[BEGIN]
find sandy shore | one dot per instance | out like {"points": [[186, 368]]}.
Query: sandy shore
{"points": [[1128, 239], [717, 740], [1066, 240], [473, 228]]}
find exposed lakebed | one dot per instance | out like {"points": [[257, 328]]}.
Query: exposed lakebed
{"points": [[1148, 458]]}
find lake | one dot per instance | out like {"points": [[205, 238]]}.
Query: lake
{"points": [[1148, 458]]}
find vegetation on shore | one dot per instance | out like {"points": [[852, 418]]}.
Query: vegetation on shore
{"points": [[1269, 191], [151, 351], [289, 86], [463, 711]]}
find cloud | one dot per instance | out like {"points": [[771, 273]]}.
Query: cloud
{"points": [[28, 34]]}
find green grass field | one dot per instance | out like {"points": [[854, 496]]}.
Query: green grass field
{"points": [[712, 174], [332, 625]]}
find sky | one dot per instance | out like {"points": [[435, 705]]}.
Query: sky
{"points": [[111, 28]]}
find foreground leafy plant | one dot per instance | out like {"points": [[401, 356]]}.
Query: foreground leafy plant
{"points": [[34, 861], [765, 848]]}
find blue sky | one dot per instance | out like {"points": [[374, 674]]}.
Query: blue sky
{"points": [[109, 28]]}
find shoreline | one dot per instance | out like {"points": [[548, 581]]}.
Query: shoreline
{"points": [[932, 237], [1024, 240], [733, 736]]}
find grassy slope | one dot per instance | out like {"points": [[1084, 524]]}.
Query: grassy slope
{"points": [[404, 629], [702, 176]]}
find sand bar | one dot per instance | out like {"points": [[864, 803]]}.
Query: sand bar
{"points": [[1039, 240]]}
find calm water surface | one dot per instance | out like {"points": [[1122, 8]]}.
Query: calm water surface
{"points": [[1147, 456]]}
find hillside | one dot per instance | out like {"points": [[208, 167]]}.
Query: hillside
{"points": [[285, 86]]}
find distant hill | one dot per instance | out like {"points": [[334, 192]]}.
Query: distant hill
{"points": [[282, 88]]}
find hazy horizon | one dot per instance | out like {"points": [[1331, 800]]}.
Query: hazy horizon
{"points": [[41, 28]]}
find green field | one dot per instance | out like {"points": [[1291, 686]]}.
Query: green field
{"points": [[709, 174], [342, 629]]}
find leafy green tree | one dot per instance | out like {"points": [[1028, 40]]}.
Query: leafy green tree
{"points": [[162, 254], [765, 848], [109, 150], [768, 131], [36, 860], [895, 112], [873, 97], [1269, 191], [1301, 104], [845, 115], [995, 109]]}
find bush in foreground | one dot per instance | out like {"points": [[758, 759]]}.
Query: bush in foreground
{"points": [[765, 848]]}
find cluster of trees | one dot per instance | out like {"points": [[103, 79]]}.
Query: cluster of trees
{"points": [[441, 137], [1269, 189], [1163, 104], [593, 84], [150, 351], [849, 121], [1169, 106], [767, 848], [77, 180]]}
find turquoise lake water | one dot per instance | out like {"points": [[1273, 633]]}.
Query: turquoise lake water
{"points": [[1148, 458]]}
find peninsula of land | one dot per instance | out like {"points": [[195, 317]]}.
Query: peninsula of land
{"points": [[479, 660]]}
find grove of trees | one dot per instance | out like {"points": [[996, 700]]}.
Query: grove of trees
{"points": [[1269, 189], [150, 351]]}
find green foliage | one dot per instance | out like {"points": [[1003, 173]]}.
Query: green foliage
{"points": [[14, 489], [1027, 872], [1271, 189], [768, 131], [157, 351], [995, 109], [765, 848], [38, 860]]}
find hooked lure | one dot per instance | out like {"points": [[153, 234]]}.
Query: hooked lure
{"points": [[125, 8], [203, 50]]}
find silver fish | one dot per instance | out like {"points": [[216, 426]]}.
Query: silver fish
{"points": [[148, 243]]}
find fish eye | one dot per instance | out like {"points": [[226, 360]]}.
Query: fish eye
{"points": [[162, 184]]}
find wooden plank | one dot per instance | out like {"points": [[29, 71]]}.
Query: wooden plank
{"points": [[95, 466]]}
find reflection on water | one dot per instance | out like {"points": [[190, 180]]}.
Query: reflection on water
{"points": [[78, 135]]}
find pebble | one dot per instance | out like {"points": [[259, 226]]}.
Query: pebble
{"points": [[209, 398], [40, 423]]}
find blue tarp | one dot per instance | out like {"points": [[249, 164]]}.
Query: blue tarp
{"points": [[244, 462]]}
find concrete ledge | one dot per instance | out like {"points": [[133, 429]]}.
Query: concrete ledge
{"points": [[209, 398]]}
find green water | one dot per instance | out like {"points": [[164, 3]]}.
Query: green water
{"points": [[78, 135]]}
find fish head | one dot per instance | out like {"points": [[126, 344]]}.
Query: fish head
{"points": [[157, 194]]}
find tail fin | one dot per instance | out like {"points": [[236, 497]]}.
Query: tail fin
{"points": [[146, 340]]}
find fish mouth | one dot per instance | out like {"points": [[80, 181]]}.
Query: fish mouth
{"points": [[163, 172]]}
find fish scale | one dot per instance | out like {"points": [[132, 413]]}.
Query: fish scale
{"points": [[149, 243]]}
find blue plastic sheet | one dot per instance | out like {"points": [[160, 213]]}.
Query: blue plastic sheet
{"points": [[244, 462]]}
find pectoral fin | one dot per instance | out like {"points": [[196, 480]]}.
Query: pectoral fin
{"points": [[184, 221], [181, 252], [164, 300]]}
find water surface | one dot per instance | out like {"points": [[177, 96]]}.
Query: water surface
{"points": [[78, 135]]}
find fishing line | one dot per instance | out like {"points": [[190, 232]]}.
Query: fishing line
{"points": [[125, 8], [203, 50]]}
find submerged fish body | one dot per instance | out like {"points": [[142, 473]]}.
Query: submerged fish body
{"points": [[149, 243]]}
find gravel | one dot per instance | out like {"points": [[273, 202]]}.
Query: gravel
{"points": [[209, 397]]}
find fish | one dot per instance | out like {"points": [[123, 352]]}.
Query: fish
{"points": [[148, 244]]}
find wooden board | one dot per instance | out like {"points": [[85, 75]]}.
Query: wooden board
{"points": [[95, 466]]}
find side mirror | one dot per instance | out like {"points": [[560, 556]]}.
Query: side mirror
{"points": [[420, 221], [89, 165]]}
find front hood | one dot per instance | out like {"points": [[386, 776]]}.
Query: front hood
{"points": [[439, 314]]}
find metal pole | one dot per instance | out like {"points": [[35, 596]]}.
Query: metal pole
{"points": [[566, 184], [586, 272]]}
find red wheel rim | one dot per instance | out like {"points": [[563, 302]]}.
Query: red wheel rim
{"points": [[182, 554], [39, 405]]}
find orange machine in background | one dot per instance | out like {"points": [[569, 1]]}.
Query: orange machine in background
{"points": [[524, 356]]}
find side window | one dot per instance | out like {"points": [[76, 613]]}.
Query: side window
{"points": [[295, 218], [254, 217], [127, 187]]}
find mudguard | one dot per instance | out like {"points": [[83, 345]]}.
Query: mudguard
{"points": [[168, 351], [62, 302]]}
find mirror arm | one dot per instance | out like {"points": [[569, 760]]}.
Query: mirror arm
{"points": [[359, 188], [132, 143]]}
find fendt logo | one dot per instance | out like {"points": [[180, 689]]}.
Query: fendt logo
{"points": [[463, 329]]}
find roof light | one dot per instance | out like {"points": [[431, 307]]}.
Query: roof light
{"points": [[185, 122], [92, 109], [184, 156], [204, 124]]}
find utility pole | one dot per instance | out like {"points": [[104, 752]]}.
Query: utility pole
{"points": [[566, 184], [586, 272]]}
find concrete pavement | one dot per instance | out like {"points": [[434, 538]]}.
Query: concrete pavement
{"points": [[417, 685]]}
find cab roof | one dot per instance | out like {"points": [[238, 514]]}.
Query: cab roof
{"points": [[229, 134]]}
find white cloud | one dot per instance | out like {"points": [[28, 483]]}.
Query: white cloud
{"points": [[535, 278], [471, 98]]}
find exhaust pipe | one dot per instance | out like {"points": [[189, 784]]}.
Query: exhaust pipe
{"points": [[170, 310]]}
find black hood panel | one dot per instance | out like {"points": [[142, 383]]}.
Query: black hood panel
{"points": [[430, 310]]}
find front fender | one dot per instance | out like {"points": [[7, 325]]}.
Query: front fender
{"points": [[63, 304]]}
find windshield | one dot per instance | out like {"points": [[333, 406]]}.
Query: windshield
[END]
• Problem to work on
Return the lines beginning at the one that contains "find roof light" and continuing through the last line of the data, exactly as they stand and without any others.

• Response to the exercise
find roof light | one dot per instance | out like {"points": [[431, 307]]}.
Query: roof light
{"points": [[185, 122], [92, 109], [184, 156], [204, 124]]}
find utility pole | one dot per instance | out like {"points": [[104, 752]]}.
Query: utility pole
{"points": [[566, 184], [586, 272]]}
find concrete pavement | one dot per instance | out like {"points": [[434, 538]]}.
Query: concrete pavement
{"points": [[417, 685]]}
find cab roof | one dot per instance | out like {"points": [[238, 514]]}.
Query: cab roof
{"points": [[229, 134]]}
find white cloud | one dot per instance | out like {"points": [[28, 483]]}.
Query: white cloud
{"points": [[535, 278], [471, 98]]}
find exhaust pipe | one dot per instance | out like {"points": [[189, 784]]}.
Query: exhaust pipe
{"points": [[170, 310]]}
find black hood panel | one dot per instance | out like {"points": [[142, 383]]}.
Query: black hood panel
{"points": [[430, 310]]}
find front fender | one dot per instance | out like {"points": [[7, 325]]}.
Query: front fender
{"points": [[63, 304]]}
find windshield | one dot per instance | out like {"points": [[333, 406]]}.
Query: windshield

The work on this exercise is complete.